Strategies for Landlords and Owners Prior to a Bankruptcy Filing
Pre-filing Lease Termination
When a commercial tenant is in financial distress or a chapter filing appears imminent and, assuming the tenant is in default under the lease, the landlord/owner should consider whether and to what extent it has the right to terminate the tenant's lease. For the most part, a bankruptcy filing only affects “property of the bankruptcy estate.” Thus, if a lease is effectively terminated before a filing, the tenant no longer has rights under the lease, and the lease does not become property of the estate of the debtor/bankrupt entity. Consequently, the landlord is free to do as it wishes with the vacant tenancy and is not affected by provisions of the Bankruptcy Code such as the automatic stay imposed by Code Section 362. Obviously, the decision to terminate a lease is driven by business considerations, but we have identified several strategic considerations that the owner/landlord should take into account in making that decision.
Strategy Consideration One
The date on which a lease is effectively terminated is a matter of the lease contract and state law. If the lease contains a grace period within which to cure a default and the lessee files for bankruptcy prior to its expiration, the lease will become property of the estate and, therefore, the owner/landlord will be caught up in the bankruptcy process. It should be noted that if a bankruptcy intervenes during the grace period and the tenant has a right to cure, then the lease has not been effectively terminated on the filing date. Similarly, if under applicable state law the tenant has a right to revive the lease, the lease might not be effectively terminated. In order to avoid these sorts of entanglements, the landlord might consider obtaining a state court judgment terminating the lease. The landlord also should consider having the lease provide for shorter cure periods or even the possibility of automatic termination of the lease on the occurrence of certain types of default.

■ ■ ■

**Aim 1**.
Reproduce verbatim the lines of the listing from the one containing "crowd in stadium -> point" through the last line of the listing, with both of those lines included.

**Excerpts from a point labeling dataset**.
■ ■ ■

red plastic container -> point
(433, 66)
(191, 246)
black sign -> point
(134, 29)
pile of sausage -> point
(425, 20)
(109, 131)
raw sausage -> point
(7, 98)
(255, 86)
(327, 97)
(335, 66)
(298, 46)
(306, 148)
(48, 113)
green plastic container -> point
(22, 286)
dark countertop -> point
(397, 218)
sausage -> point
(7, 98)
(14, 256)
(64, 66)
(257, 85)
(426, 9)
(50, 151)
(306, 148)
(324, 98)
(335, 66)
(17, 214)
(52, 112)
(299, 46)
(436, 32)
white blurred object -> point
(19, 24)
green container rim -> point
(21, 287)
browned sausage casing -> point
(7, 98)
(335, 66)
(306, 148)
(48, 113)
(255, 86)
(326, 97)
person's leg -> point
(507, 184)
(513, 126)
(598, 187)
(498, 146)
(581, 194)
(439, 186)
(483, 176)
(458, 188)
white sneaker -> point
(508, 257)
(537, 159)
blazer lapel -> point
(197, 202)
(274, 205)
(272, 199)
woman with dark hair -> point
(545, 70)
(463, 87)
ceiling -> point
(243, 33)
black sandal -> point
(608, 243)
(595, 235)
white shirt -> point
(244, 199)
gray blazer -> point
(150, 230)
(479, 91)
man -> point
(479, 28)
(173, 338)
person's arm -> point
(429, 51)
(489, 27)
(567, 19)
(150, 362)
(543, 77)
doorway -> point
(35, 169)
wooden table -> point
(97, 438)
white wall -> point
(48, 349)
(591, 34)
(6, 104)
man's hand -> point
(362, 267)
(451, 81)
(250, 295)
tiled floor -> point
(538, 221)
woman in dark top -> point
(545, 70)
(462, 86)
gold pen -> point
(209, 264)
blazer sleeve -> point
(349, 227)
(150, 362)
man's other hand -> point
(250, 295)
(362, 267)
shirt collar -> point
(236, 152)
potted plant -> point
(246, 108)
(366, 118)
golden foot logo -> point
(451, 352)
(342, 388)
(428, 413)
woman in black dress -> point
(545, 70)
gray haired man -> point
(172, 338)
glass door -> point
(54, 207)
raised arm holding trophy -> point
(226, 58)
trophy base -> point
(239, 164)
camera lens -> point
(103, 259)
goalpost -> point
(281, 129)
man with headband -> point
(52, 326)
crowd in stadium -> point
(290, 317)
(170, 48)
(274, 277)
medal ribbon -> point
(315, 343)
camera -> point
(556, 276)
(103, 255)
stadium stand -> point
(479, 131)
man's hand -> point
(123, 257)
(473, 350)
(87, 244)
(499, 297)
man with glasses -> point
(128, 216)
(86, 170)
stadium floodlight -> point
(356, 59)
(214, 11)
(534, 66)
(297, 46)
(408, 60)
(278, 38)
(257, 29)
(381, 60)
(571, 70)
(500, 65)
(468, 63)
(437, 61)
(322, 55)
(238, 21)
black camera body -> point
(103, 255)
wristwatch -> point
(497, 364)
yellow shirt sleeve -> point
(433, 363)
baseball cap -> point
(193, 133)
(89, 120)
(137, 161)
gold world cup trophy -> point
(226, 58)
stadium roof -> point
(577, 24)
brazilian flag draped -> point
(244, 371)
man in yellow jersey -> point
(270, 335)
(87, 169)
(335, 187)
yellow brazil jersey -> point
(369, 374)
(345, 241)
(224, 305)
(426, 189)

■ ■ ■

**Aim 2**.
According to the passage on pre-filing lease termination, why does ending a lease before a bankruptcy filing leave the landlord unaffected by provisions such as the automatic stay?

**Written solution 1**.
crowd in stadium -> point
(290, 317)
(170, 48)
(274, 277)
medal ribbon -> point
(315, 343)
camera -> point
(556, 276)
(103, 255)
stadium stand -> point
(479, 131)
man's hand -> point
(123, 257)
(473, 350)
(87, 244)
(499, 297)
man with glasses -> point
(128, 216)
(86, 170)
stadium floodlight -> point
(356, 59)
(214, 11)
(534, 66)
(297, 46)
(408, 60)
(278, 38)
(257, 29)
(381, 60)
(571, 70)
(500, 65)
(468, 63)
(437, 61)
(322, 55)
(238, 21)
black camera body -> point
(103, 255)
wristwatch -> point
(497, 364)
yellow shirt sleeve -> point
(433, 363)
baseball cap -> point
(193, 133)
(89, 120)
(137, 161)
gold world cup trophy -> point
(226, 58)
stadium roof -> point
(577, 24)
brazilian flag draped -> point
(244, 371)
man in yellow jersey -> point
(270, 335)
(87, 169)
(335, 187)
yellow brazil jersey -> point
(369, 374)
(345, 241)
(224, 305)
(426, 189)

**Written solution 2**.
A bankruptcy filing mostly affects only "property of the bankruptcy estate." If the lease is effectively terminated before the filing, the tenant no longer has rights under it, and it never becomes property of the debtor's estate. The landlord can then deal with the vacant tenancy as it wishes.